Items from a dataset:
———

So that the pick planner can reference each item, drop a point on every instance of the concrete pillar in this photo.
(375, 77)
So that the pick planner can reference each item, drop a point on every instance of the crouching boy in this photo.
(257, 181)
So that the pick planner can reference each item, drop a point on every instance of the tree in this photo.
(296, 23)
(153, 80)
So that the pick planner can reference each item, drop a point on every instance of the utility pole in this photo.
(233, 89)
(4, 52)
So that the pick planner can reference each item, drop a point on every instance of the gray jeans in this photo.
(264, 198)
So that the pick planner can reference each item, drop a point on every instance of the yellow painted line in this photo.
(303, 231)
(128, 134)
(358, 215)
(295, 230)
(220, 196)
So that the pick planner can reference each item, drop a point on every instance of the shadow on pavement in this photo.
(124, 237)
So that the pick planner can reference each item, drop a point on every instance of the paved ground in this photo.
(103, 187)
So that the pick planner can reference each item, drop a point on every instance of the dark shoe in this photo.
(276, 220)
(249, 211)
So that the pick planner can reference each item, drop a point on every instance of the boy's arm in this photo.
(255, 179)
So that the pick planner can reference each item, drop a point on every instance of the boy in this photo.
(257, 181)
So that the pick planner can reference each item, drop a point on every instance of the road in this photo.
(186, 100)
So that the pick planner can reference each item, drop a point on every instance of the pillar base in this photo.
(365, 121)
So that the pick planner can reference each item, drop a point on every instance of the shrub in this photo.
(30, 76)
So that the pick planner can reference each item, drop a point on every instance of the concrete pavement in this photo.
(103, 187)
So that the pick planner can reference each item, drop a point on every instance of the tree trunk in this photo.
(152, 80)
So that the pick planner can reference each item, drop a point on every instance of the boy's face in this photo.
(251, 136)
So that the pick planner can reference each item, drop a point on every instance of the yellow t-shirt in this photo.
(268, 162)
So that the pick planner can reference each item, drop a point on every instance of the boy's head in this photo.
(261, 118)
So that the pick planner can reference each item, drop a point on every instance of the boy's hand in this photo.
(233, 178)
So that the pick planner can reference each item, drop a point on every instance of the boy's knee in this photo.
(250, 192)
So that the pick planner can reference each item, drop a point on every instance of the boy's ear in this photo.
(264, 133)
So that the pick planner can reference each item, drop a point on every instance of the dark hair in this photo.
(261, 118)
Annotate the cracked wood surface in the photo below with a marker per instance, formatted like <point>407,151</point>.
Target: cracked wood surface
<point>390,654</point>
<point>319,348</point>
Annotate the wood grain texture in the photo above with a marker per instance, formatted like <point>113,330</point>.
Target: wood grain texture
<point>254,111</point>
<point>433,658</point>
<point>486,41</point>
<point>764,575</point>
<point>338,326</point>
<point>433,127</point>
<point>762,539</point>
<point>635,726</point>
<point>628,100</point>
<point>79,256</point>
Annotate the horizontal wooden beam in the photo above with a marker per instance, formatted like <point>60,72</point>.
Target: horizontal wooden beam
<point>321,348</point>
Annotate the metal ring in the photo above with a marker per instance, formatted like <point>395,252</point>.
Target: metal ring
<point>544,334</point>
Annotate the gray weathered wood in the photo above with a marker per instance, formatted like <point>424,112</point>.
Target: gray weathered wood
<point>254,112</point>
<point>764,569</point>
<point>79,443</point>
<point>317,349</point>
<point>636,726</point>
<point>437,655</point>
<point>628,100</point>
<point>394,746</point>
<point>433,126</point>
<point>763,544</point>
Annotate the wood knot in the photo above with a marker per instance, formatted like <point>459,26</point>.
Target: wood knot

———

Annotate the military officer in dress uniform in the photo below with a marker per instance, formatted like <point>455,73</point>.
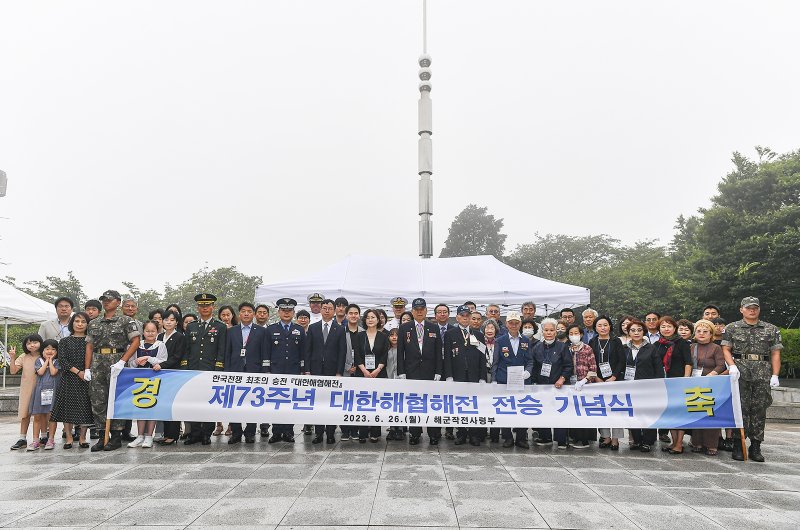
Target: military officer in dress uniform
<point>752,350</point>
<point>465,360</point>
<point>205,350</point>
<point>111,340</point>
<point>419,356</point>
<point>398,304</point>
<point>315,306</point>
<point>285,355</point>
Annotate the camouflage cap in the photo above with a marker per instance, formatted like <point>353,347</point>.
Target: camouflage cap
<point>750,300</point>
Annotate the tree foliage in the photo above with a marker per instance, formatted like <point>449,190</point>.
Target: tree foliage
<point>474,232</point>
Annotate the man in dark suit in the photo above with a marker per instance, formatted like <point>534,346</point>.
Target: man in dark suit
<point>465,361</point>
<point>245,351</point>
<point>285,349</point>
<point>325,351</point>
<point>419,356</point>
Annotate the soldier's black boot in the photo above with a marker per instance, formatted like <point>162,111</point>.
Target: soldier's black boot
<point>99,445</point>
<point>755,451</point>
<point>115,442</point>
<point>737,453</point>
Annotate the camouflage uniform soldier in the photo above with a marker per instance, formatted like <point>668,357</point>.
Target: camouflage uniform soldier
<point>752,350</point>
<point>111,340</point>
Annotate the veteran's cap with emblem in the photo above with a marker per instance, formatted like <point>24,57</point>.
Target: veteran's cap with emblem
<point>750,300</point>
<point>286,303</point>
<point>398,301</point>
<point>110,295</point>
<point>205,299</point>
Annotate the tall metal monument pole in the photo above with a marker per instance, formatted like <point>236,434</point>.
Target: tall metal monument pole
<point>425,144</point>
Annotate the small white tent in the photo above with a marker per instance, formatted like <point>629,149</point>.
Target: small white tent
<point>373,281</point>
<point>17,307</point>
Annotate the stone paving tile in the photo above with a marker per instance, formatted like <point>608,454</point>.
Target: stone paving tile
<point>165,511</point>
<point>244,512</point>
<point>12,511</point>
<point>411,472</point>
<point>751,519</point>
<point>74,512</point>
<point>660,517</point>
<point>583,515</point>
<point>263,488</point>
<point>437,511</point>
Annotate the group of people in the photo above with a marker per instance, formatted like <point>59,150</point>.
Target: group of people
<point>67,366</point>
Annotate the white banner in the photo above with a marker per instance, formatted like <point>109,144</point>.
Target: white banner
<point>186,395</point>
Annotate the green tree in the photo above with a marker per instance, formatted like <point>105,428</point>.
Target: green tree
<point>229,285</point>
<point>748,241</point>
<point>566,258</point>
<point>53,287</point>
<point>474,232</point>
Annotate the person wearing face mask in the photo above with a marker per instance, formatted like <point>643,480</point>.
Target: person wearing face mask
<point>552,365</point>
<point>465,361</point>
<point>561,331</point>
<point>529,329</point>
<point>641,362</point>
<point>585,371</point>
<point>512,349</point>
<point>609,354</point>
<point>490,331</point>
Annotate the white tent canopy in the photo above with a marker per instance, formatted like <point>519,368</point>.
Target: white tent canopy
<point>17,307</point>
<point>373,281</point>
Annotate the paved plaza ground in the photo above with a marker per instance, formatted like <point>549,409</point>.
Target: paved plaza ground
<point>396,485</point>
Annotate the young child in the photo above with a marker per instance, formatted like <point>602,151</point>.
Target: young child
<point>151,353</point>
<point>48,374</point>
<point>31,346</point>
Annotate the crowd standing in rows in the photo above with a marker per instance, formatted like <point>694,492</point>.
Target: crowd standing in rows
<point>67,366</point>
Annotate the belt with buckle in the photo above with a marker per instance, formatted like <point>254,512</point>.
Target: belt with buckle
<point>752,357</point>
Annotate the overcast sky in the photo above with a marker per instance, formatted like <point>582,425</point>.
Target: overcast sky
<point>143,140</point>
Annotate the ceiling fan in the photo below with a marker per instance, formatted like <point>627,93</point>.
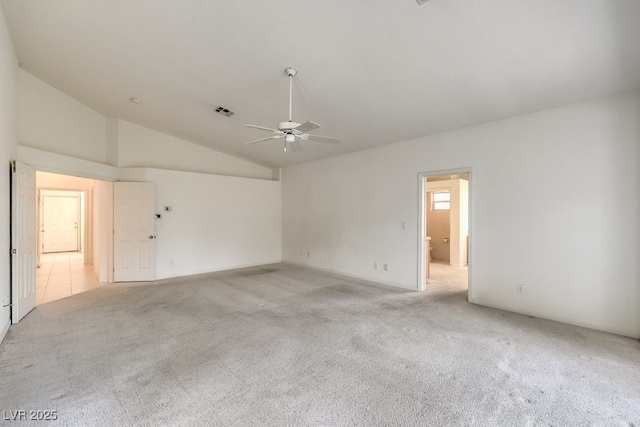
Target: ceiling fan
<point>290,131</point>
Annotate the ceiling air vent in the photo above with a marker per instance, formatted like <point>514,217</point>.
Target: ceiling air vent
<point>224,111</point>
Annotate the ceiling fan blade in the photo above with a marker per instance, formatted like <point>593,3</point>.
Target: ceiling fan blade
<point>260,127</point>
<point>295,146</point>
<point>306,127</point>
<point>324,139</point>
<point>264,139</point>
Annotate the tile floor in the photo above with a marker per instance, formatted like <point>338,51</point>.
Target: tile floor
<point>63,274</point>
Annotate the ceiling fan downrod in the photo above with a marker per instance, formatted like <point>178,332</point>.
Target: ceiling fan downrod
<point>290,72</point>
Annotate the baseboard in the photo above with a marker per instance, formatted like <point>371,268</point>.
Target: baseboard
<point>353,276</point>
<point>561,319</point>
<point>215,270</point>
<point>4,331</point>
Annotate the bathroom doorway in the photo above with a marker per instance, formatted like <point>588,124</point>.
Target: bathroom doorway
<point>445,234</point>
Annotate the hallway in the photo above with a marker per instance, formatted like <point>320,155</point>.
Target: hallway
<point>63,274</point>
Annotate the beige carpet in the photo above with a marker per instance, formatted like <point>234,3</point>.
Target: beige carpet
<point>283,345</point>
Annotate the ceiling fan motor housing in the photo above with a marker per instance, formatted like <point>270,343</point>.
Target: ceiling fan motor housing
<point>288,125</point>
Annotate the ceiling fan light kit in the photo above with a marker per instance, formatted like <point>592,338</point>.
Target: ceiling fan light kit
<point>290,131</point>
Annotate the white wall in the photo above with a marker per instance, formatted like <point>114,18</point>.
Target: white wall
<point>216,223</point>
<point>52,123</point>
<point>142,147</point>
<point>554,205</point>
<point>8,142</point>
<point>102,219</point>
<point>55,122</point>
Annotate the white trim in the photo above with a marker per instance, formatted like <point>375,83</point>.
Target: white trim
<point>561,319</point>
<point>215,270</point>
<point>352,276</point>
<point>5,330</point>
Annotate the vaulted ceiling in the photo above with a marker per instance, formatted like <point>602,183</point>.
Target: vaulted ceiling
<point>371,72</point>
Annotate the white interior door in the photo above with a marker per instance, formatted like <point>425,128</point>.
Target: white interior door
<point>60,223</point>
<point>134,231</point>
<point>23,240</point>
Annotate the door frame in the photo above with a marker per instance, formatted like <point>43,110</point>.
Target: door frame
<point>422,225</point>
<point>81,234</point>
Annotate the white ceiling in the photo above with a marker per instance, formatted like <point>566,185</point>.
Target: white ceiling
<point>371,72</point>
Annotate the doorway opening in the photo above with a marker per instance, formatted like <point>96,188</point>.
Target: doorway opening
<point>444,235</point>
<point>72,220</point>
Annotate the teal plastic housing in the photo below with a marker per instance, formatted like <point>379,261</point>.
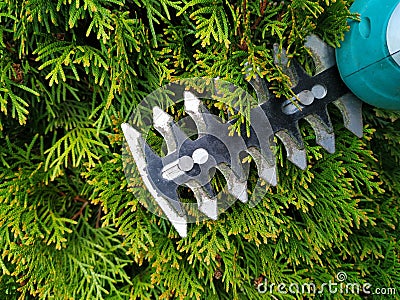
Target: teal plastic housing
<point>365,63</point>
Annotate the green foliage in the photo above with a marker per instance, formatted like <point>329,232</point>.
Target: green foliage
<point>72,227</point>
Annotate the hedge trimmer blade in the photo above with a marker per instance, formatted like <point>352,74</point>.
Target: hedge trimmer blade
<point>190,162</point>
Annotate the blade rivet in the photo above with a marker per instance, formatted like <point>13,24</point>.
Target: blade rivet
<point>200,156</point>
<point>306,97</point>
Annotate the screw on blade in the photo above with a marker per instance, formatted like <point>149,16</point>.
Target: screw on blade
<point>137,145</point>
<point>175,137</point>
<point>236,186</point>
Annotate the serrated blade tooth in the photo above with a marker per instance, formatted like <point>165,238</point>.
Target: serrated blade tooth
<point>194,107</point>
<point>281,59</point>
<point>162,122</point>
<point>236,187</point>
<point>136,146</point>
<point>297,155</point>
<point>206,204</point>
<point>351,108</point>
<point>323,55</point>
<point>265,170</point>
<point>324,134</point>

———

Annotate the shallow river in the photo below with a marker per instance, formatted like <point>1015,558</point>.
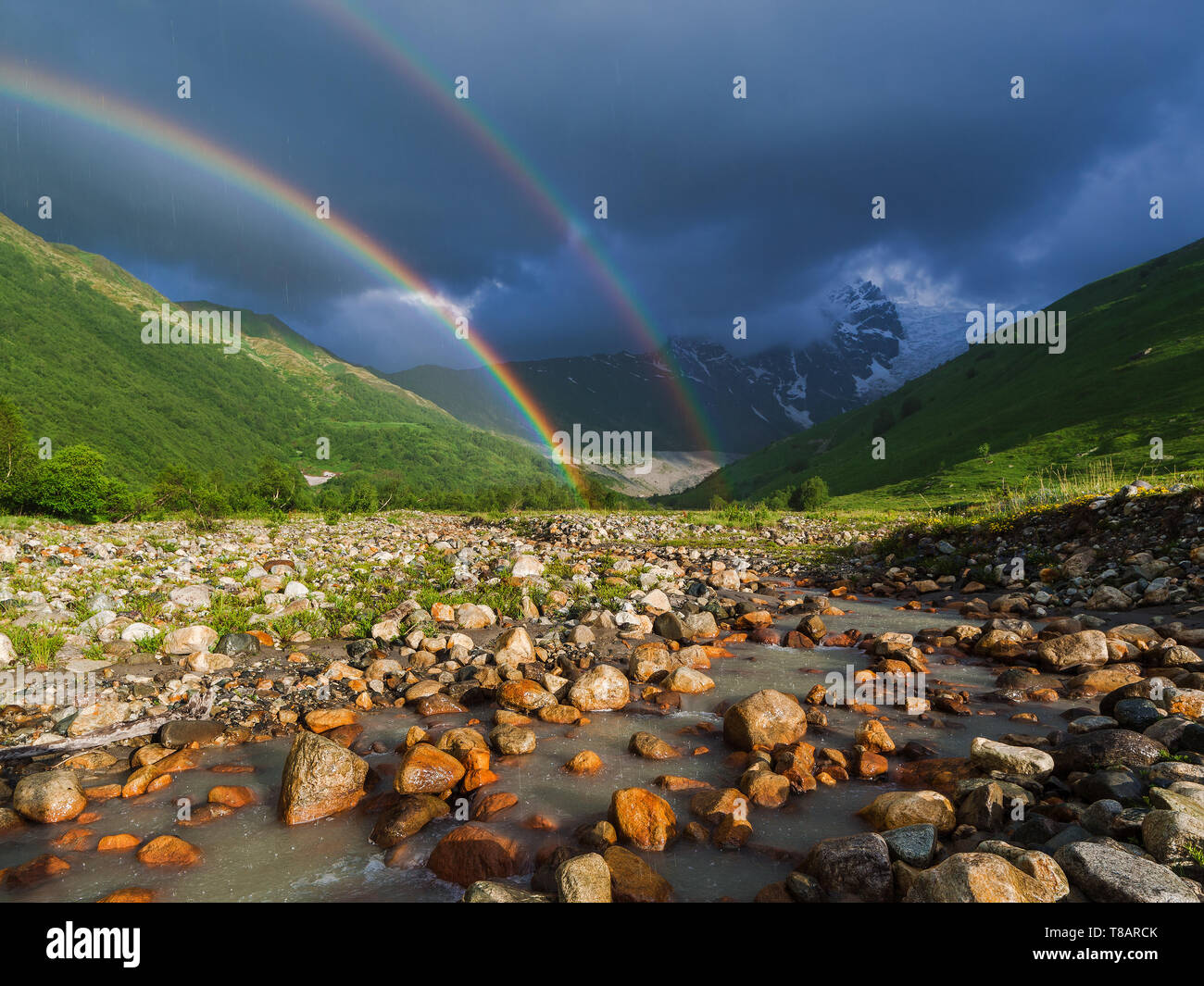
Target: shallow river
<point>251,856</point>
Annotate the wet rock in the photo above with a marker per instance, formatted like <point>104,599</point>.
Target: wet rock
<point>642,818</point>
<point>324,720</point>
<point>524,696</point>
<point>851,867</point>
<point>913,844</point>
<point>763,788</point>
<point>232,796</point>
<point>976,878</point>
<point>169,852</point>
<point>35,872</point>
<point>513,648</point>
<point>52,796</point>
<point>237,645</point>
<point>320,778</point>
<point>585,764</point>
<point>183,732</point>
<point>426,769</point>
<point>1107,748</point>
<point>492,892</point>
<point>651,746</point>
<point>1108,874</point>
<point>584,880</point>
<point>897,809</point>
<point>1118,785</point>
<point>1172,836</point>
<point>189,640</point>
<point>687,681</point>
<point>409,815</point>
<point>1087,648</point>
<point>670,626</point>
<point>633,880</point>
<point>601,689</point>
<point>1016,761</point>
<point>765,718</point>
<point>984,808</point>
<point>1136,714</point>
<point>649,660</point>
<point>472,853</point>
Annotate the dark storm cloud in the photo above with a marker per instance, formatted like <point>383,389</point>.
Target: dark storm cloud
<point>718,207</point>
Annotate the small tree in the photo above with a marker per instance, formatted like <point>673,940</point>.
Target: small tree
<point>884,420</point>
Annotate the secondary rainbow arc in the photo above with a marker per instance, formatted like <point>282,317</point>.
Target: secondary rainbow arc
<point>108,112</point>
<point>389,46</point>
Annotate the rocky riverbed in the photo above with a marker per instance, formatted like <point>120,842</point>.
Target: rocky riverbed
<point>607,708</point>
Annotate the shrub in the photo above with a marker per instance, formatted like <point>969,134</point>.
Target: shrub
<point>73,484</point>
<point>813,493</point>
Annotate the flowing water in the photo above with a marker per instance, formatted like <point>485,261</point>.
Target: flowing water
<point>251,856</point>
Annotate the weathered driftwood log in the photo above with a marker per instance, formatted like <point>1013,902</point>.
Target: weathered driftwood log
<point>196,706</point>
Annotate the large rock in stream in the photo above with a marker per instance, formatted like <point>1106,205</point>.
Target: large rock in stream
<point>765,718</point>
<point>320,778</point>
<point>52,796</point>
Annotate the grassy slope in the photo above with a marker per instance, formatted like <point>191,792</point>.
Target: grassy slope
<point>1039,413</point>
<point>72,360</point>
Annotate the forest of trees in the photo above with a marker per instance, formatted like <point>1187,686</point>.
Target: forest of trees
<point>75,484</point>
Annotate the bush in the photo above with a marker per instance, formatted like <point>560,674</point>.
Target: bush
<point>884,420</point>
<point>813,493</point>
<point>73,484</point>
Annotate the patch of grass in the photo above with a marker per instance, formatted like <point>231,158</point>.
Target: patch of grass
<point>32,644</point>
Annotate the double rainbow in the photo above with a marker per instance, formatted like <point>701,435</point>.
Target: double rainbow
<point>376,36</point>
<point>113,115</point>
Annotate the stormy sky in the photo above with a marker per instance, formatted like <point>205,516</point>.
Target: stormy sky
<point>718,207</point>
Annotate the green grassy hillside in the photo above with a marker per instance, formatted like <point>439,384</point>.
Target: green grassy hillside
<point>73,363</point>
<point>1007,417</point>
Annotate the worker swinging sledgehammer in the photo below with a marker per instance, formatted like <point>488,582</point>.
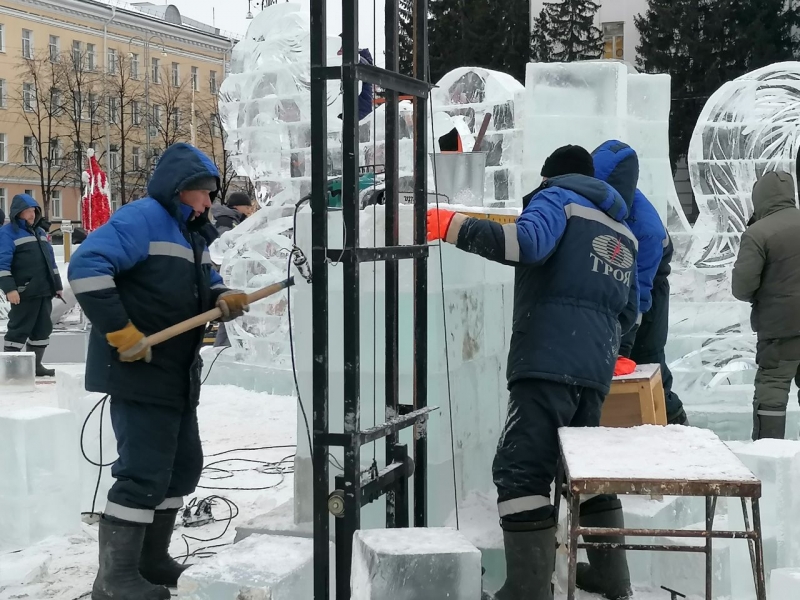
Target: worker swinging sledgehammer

———

▶ _Job_: Swap "stormy sky" for "cloudy sky" in the part of the records that opens with the line containing "Annotate the patch" and closes with the line containing "Target: worker swinging sledgehammer", and give back only those lines with everything else unchanged. Leave the pictures out of your answer.

▶ _Written response_:
Annotate the patch of grass in the photo above with a marker per instance, formatted like <point>231,158</point>.
Target: patch of grass
<point>32,644</point>
Annotate the double rainbow in the photo above with a marker per instance, formatted like <point>701,435</point>.
Target: double rainbow
<point>376,36</point>
<point>113,115</point>
Annotate the cloudy sky in the photo above with a marker per instance, formatted like <point>205,516</point>.
Target: cloudy sky
<point>718,207</point>
Annotate the green grassy hillside in the photo above with a marker per instance, formatted like <point>439,384</point>.
Target: green grassy hillside
<point>73,363</point>
<point>1007,417</point>
Annotate the worker swinging sledgehammer in the photo below with a marker per instance, formatted like <point>488,582</point>.
Target: worker swinging sledgehammer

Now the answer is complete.